==== Selected excerpt

Exposing myself

Yesterday I filmed a sketch for the upcoming season of Comedy Bang! Bang! on IFC. I played a server and had four whole lines and who knows if I fucked them up or not! There’s one thing I know I didn’t fuck up: standing in only my bra in front of a stranger and being all chill about it.

To begin: I didn’t know until I arrived on set that I was supposed to provide my own wardrobe options—not a weird request for a four-line role on a sketch-type show, just a message that somehow hadn’t been passed along to me. I didn’t know I was supposed to bring “a variety of white button-down shirts” and no one from the cast of Party Down was on set to give me theirs, so I ended up filming in the black jeans and navy blue T-shirt I wear everyday.

I’m not kidding about it being the same T-shirt and jeans. Well, not the same same shirt and jeans. I own six pairs of the same black jeans and 10 of the same navy blue T-shirts. When I’m not onstage, that’s what I wear everyday. Sometimes I’ll add a jean jacket. Andrew Dice Clay had all-black everything. Andrew WK’s got all white. Black jeans/navy T is my look. I’m the Andrew Dice Gay of Andrew WGays.

========
==== Data lines

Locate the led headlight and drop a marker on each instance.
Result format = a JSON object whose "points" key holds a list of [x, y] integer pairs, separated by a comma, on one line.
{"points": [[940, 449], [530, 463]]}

========

# Set problem 1
Answer each question from the post about filming a sketch, one line per answer.
(a) What role did the writer play in the sketch?
(b) What clothing was the writer expected to bring?
(c) How many navy blue T-shirts does the writer own?
# Set problem 2
Decide whether each statement agrees with the post about filming a sketch. Answer yes or no, and quote the words of the post that settle it.
(a) The writer had four lines in the sketch.
(b) The writer learned about providing wardrobe options before arriving on set.
(c) Andrew WK dresses in all black.
# Set problem 3
Pick up the post about filming a sketch after its last sentence and continue it.

# Task response 1
(a) A server.
(b) "a variety of white button-down shirts"
(c) 10.

# Task response 2
(a) Yes: "had four whole lines"
(b) No: "I didn’t know until I arrived on set that I was supposed to provide my own wardrobe options"
(c) No: "Andrew WK’s got all white."

# Task response 3
Seeing me all T-shirted out, the wardrobe department hustled to try and get a few top options—toptions—together for me to wear. I vetoed a sleeveless number with zippers due to my end stage farmer’s tan—my forearms declare my Italian heritage with a bronzed “Esposito!” but my shoulders are pale as a Dita Von Teese riding a polar bear into a snow bank. Also zippers DO NOT belong on tops, a lesson I learned looking back at mid-’90s photos of myself wearing floral neon polyester zip-up polos from Contempo Casuals.

When a low-cut, backless cardigan was suggested next, I decided to humor them and pop it on as a gesture of, “See, I’m not completely difficult!” Besides, when will I next have the opportunity to wear a low-cut, backless cardigan, since I am always buying shirts that have a back or a front, if not a back and front? If you need help imagining a low-cut, backless cardigan, picture a scarf with buttons. Even the fact that it exists is a miracle!

Here’s the thing about wardrobe: You just change right in front of them. They are pros and they see it all the time and your body ain’t that special—it’s that sort of thing. It’s like at Victoria’s Secret, when, if you will allow the bra-measurers into the fitting room, they’ll just zoom their hands around your underwire and pinch a cup or two before you can blink. It’s their job; nudity or bra-dity just isn’t a big deal to them. But it is a big deal to me.

I went on my first diet when I was 11. I’d always been a sturdy child, pot-bellied and muscular during that era when some kids waifed around on bony flamingo legs. I was not extremely overweight, just slightly round and a bit square. I had sort of the same body I have now: A woman’s body. It’s a body I am still trying to learn to love because people can be shit when you’re a little kid with an extra curve or two.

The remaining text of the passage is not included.